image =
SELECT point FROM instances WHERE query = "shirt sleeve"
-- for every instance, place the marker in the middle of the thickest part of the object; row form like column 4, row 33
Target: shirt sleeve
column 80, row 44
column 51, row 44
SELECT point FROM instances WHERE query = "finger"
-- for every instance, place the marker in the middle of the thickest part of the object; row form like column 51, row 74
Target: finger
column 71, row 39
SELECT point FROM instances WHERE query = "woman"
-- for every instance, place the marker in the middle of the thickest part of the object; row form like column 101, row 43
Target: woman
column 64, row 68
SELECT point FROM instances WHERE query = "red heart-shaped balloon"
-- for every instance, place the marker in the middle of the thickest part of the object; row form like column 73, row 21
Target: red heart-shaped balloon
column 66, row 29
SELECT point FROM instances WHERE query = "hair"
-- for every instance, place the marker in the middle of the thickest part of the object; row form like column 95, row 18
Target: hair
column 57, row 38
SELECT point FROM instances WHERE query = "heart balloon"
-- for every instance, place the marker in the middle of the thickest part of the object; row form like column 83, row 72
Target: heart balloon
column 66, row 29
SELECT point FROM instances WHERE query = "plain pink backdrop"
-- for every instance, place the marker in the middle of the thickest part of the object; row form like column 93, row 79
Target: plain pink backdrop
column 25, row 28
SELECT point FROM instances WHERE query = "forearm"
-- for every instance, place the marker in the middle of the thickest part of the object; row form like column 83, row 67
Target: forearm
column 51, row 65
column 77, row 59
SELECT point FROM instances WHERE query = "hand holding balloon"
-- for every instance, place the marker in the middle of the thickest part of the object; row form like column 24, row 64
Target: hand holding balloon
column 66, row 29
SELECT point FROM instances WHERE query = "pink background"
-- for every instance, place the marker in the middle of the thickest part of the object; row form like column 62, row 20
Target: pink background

Goal →
Copy the records verbatim, starting at their first line and stopping after the line that contains "column 51, row 44".

Response to this task →
image =
SELECT point FROM instances WHERE query = "shirt sleeve"
-- for every instance, place the marker in the middle of the thickest part of the object; row form like column 4, row 33
Target: shirt sleeve
column 80, row 44
column 51, row 44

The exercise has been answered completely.